Entries shown
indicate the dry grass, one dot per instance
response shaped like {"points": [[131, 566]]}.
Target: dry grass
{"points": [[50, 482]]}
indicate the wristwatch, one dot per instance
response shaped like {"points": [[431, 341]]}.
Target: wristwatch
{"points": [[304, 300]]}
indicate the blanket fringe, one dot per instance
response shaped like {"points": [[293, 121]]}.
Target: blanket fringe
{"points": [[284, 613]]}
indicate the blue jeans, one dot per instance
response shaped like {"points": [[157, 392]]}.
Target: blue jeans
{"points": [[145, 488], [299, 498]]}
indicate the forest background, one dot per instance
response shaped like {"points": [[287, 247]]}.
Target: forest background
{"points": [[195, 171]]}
* * *
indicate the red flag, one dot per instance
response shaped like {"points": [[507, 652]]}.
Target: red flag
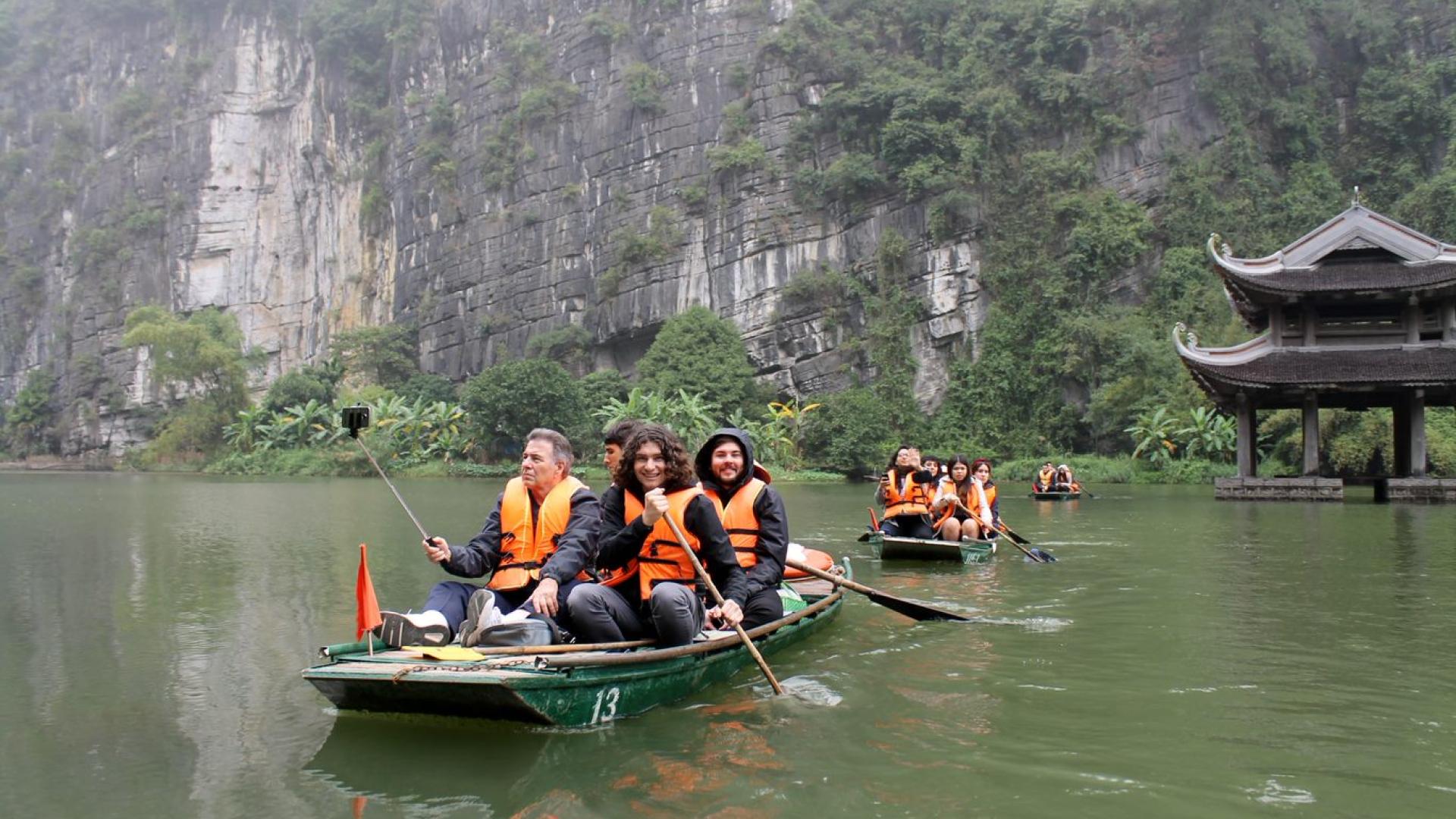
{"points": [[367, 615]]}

Stated task
Please return each line of the records above that contains the word "like". Case counts.

Reply
response shaped like {"points": [[131, 566]]}.
response shaped like {"points": [[431, 341]]}.
response shaped like {"points": [[293, 121]]}.
response shaped like {"points": [[157, 392]]}.
response shaped like {"points": [[287, 247]]}.
response shaped like {"points": [[507, 652]]}.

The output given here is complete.